Add 12 to every coordinate in the answers of the rows below, from the line containing "the girl with" through the last row, and write out those rows again with their requests included.

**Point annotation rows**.
>>

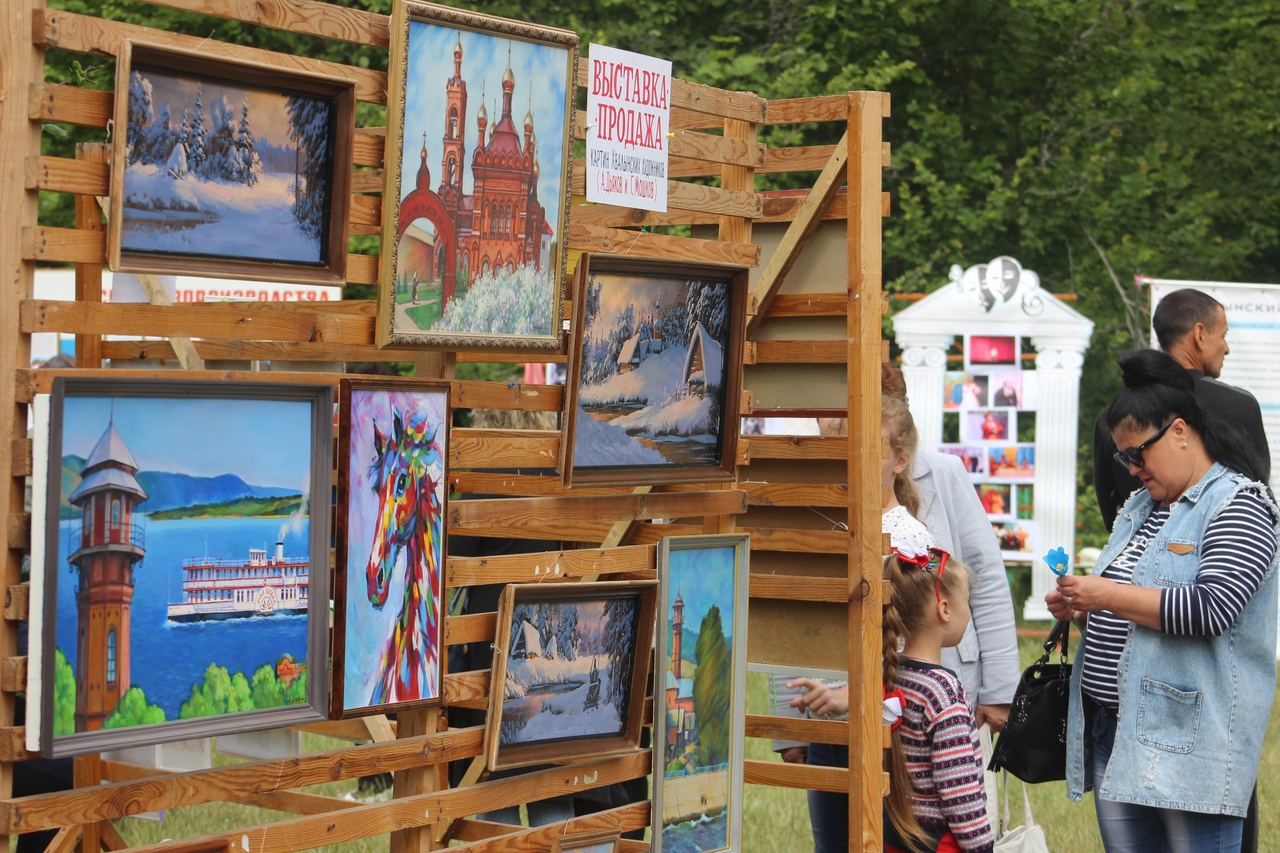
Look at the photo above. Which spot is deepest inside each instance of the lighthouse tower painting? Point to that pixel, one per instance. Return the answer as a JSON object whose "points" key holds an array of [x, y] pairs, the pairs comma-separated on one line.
{"points": [[170, 610]]}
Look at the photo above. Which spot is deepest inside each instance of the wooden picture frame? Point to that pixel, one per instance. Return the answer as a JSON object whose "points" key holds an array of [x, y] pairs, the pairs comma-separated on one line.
{"points": [[388, 648], [469, 260], [264, 196], [544, 634], [698, 733], [589, 842], [164, 500], [662, 383]]}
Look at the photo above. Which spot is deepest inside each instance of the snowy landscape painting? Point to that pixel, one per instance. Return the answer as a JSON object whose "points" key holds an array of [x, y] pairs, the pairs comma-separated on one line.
{"points": [[568, 675], [698, 712], [656, 373], [476, 196], [392, 500], [220, 169]]}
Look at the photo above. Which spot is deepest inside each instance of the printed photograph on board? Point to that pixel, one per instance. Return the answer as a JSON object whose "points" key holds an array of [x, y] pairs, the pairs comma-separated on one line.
{"points": [[476, 199], [183, 594], [964, 389], [389, 591]]}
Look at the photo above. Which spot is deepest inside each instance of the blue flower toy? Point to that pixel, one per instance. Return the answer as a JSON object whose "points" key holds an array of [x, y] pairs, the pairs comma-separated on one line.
{"points": [[1057, 561]]}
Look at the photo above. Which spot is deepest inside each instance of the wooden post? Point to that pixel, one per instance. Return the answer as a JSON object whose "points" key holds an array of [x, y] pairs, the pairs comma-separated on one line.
{"points": [[88, 277], [865, 775], [19, 136]]}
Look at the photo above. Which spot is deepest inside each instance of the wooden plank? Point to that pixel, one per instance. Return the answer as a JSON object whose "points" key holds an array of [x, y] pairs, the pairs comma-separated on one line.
{"points": [[824, 108], [13, 674], [346, 322], [795, 493], [698, 97], [801, 228], [472, 628], [18, 533], [865, 585], [503, 448], [807, 305], [691, 196], [795, 447], [21, 456], [798, 588], [795, 351], [87, 35], [63, 174], [520, 568], [803, 729], [45, 811], [306, 17], [590, 238], [63, 245], [808, 776], [516, 512], [798, 541], [521, 486], [423, 810], [67, 104], [17, 598]]}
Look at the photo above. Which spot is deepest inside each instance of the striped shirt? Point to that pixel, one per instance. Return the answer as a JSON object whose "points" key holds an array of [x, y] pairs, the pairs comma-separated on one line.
{"points": [[1237, 548], [942, 756]]}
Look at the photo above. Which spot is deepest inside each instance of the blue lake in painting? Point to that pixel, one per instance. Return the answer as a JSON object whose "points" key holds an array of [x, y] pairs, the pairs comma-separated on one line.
{"points": [[167, 658]]}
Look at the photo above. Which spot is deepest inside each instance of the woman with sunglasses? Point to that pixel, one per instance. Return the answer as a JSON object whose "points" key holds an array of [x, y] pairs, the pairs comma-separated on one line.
{"points": [[1173, 684]]}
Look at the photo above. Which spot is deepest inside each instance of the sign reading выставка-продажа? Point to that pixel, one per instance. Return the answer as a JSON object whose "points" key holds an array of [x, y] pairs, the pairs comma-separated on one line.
{"points": [[629, 110]]}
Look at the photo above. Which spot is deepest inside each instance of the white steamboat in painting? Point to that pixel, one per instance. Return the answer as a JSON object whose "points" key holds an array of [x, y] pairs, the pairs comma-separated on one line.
{"points": [[256, 587]]}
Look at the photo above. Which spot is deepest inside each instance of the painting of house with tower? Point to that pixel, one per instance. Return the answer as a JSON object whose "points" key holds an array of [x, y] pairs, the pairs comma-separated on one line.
{"points": [[702, 671], [181, 566], [475, 247]]}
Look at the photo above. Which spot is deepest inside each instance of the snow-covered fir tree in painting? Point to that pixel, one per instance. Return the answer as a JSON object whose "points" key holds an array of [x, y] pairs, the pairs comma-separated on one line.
{"points": [[224, 170], [568, 669], [652, 383]]}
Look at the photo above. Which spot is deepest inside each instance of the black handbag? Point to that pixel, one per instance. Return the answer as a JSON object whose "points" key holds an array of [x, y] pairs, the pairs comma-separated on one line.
{"points": [[1033, 743]]}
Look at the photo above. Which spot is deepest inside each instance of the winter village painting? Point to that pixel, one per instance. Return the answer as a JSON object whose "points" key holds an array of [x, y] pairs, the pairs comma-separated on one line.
{"points": [[698, 714], [388, 598], [179, 598], [570, 680], [220, 172], [656, 373], [476, 181]]}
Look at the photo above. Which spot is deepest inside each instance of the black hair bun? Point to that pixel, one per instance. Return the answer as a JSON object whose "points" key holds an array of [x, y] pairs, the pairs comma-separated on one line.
{"points": [[1155, 368]]}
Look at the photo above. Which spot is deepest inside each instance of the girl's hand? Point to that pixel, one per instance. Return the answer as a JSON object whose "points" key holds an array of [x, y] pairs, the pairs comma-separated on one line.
{"points": [[819, 699]]}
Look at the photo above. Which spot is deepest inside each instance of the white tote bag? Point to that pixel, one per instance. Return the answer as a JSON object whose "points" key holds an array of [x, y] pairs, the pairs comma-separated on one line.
{"points": [[1028, 838]]}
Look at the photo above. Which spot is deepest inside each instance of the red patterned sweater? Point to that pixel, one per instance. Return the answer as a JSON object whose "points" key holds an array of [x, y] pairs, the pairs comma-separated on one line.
{"points": [[942, 756]]}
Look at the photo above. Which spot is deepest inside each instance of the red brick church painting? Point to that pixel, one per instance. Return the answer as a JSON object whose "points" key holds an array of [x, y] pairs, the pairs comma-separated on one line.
{"points": [[475, 249]]}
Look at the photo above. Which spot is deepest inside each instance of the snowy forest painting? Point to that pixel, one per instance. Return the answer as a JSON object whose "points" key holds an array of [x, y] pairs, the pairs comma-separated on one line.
{"points": [[656, 373], [571, 673], [698, 715], [216, 169]]}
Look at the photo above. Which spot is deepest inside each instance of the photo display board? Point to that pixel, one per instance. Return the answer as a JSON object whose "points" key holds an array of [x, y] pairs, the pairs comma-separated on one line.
{"points": [[988, 423]]}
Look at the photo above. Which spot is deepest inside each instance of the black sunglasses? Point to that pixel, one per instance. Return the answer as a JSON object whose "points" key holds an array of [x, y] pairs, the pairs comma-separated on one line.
{"points": [[1133, 456]]}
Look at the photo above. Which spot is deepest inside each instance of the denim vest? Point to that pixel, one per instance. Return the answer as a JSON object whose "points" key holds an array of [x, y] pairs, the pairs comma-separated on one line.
{"points": [[1193, 710]]}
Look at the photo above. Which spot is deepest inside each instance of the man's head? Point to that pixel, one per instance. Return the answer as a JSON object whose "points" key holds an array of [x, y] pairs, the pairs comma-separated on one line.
{"points": [[1191, 327]]}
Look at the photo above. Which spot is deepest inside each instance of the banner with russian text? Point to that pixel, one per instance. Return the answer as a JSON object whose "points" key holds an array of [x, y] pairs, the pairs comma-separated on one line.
{"points": [[629, 110]]}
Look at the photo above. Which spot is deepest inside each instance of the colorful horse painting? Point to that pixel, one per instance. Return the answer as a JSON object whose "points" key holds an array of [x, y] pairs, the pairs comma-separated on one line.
{"points": [[407, 548]]}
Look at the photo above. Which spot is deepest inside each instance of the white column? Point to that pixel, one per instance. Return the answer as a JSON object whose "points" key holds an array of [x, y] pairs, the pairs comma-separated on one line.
{"points": [[1057, 370], [924, 360]]}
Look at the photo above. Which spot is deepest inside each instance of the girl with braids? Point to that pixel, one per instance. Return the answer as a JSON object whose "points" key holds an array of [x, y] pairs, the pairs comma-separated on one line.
{"points": [[918, 817]]}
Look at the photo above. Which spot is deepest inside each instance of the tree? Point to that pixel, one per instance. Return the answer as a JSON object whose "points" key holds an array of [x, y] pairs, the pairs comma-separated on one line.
{"points": [[133, 710], [64, 694], [712, 690]]}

<<

**Written solution**.
Look at the photo above. Which spot is deepest inside each instance of the girl with braids? Point to that pixel, one per instance. Return the answer as a JSON object whose "points" key holds an array of [x, y] pairs, the pairs comma-separated on one line.
{"points": [[930, 829]]}
Look at the photo above. Which spot is deepest inside each instance of the tree? Point to that pixel, one per instance. Return the answer as a JSON object whose "points" key holds an array of [x, y] pairs, the pairs comma-separated on one line.
{"points": [[145, 722], [76, 706], [724, 702]]}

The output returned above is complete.